━━ Material to process ━━

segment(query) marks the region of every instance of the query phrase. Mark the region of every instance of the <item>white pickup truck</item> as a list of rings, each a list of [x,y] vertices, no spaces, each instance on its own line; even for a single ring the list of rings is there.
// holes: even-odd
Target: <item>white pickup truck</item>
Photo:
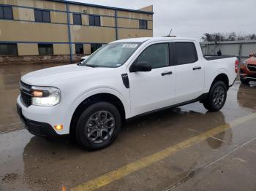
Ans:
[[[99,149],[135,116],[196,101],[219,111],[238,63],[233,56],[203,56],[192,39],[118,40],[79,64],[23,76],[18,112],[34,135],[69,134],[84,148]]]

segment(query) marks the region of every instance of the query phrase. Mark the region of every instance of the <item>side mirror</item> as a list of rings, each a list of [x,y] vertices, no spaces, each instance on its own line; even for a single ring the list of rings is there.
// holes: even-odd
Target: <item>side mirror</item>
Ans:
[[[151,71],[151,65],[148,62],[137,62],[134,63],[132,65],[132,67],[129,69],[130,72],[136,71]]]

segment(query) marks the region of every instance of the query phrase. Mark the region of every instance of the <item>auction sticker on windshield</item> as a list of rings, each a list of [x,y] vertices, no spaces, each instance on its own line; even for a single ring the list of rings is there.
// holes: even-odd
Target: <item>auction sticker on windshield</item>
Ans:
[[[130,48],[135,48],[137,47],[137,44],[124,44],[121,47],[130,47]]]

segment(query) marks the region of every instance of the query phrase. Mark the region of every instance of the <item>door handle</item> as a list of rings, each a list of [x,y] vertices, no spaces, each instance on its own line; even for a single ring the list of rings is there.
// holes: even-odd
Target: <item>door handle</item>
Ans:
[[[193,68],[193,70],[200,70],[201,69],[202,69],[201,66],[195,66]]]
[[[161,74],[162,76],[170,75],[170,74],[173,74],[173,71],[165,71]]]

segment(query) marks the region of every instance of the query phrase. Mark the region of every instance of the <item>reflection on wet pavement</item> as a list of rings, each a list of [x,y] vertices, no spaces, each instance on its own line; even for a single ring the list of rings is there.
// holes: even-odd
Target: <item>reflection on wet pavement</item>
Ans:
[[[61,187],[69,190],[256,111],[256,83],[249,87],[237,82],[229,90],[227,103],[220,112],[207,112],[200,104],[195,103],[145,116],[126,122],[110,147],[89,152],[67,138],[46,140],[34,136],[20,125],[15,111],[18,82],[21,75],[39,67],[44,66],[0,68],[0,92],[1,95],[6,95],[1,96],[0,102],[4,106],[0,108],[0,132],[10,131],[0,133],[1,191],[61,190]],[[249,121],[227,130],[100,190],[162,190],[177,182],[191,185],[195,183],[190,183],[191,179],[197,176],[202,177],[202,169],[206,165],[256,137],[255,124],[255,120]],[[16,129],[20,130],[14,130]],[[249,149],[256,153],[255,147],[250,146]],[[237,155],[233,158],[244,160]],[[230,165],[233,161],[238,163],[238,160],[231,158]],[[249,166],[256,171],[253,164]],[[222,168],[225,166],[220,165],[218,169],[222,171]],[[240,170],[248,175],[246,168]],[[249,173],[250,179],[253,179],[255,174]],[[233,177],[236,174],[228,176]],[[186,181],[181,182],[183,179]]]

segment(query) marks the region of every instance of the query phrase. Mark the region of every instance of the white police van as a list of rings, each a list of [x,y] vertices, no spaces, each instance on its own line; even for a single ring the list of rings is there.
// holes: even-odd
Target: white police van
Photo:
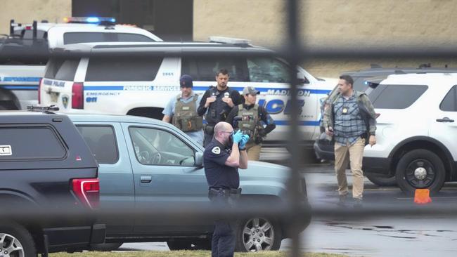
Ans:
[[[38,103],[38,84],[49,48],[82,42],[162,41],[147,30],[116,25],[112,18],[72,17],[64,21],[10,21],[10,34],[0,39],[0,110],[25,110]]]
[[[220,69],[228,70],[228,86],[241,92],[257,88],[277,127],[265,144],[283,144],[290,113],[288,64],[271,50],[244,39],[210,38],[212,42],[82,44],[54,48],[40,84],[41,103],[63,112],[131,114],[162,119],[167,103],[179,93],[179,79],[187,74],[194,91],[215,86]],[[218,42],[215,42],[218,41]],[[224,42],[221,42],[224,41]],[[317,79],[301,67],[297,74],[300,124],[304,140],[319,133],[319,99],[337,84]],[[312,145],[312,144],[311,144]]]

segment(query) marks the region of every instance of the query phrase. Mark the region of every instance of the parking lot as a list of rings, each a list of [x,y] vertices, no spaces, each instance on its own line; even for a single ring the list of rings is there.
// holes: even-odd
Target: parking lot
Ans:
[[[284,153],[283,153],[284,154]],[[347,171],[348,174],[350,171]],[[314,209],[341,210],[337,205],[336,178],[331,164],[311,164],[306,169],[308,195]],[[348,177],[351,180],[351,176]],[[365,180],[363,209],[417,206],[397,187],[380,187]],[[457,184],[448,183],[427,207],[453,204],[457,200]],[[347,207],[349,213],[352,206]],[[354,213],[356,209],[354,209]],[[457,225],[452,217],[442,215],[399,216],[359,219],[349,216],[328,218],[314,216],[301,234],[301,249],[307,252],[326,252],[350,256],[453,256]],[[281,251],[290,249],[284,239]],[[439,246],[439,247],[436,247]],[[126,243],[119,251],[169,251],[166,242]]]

━━━

● **Work to complete**: Repeat the listing in full and exactly. Leave any pictures out.

● **Solution to this task**:
segment(query) marks the region of every instance of the query phrase. Mark the region of every instance of the <item>white pickup truck</item> as a list of rings, each a list of [x,y] vertices, no spaces, each instance on its own line; even for a single ring the list of rings is there.
// holes: even-odd
Target: <item>white pickup truck</item>
Photo:
Ans:
[[[99,149],[135,116],[196,101],[219,111],[238,63],[233,56],[203,56],[192,39],[118,40],[79,64],[23,76],[18,112],[34,135],[69,134],[84,148]]]

segment(query) marks the region of every instance of the query phrase. Mark the region of every instance of the <item>side mirror</item> as a list of rings, each a list of [x,y] vertices, no spaces, each instance on its own line; even for a single ring the list of rings is there.
// holes: even-odd
Target: <item>side mirror</item>
Ans:
[[[151,71],[151,65],[148,62],[137,62],[134,63],[132,65],[132,67],[129,69],[130,72],[136,71]]]

segment(query) marks the region of every instance of the query phrase. Mark the region of every instance of the <item>auction sticker on windshield</item> as a list of rings, each a list of [x,y] vertices, no spaces, each instance on its own line; even for a single ring the list of rings is there.
// holes: even-odd
Target: <item>auction sticker on windshield</item>
Ans:
[[[130,48],[135,48],[137,47],[137,44],[124,44],[121,47],[130,47]]]

segment(query) marks the region of every instance of the query phrase. Mark the region of every instance of the <item>door handle</item> as a list of rings, each a list of [x,y] vertices, no spaces, each instance on its own line; even for a single ring the list of rings is there.
// holes: even-odd
Target: <item>door handle</item>
Ans:
[[[193,68],[193,70],[200,70],[201,69],[202,69],[201,66],[195,66]]]
[[[161,74],[162,76],[170,75],[170,74],[173,74],[173,71],[165,71]]]

segment(query) marks the region of every instance of the query phrase. Mark the region of every instance of the <item>reflection on wet pavement</item> as a list of rings, each a list of [x,y] vertices, no spaces, each instance on its own line; even for a single ring the list of rings is there.
// holes: even-odd
Target: <item>reflection on wet pavement</item>
Ans:
[[[61,187],[69,190],[256,111],[256,83],[249,87],[237,82],[229,90],[227,103],[220,112],[207,112],[200,104],[195,103],[145,116],[126,122],[110,147],[89,152],[67,138],[46,140],[34,136],[20,125],[15,111],[18,82],[21,75],[39,67],[44,66],[0,68],[0,92],[1,95],[6,95],[1,96],[0,102],[4,106],[0,108],[0,132],[10,131],[0,133],[1,191],[61,190]],[[249,121],[227,130],[100,190],[162,190],[177,182],[191,185],[195,183],[190,183],[191,179],[197,176],[202,177],[202,169],[206,165],[256,137],[255,124],[255,120]],[[16,129],[20,130],[14,130]],[[249,149],[256,153],[255,147],[250,146]],[[237,155],[233,158],[244,160]],[[230,165],[233,161],[238,163],[238,160],[231,158]],[[249,166],[256,171],[253,164]],[[222,168],[225,166],[220,165],[218,169],[222,171]],[[240,170],[248,175],[246,168]],[[249,173],[250,179],[253,179],[255,174]],[[233,177],[236,174],[228,176]],[[186,181],[181,182],[183,179]]]

segment(query) marks the region of every instance of the query phrase. Mark the region of every instance of the white police van as a list of rings, each a list of [x,y] vertices, no spaces, each instance on its own line; even for a single ring the list of rings is there.
// holes: even-odd
Target: white police van
Photo:
Ans:
[[[38,103],[38,84],[49,48],[82,42],[162,41],[147,30],[116,25],[112,18],[72,17],[64,21],[10,21],[10,34],[0,39],[0,110],[25,110]]]
[[[220,69],[228,70],[228,86],[241,92],[257,88],[277,127],[265,144],[283,144],[290,113],[288,64],[271,50],[244,39],[210,38],[212,42],[82,44],[54,48],[40,84],[41,103],[63,112],[131,114],[162,119],[167,103],[179,93],[179,79],[187,74],[194,91],[215,86]],[[218,42],[215,42],[218,41]],[[224,42],[221,42],[224,41]],[[317,79],[301,67],[297,74],[300,124],[304,140],[319,133],[319,99],[337,84]],[[312,145],[312,144],[311,144]]]

segment(query) marks the region of every instance of the query phrase. Mark the region of every instance of the parking lot as a list of rings, each a list of [x,y] vertices, no spaces, each instance on its own line; even for a single ring the list of rings is there.
// holes: even-odd
Target: parking lot
Ans:
[[[284,153],[283,153],[284,154]],[[347,171],[348,174],[350,171]],[[314,209],[341,210],[337,205],[336,178],[331,164],[311,164],[306,169],[308,195]],[[348,177],[351,180],[351,176]],[[365,180],[363,209],[417,206],[397,187],[380,187]],[[457,184],[448,183],[427,207],[453,204],[457,200]],[[347,207],[349,213],[352,206]],[[354,213],[356,209],[354,209]],[[457,225],[452,217],[442,215],[399,216],[359,219],[349,216],[328,218],[314,216],[301,234],[301,249],[307,252],[326,252],[350,256],[453,256]],[[281,251],[290,249],[284,239]],[[439,246],[439,247],[436,247]],[[126,243],[119,251],[169,251],[166,242]]]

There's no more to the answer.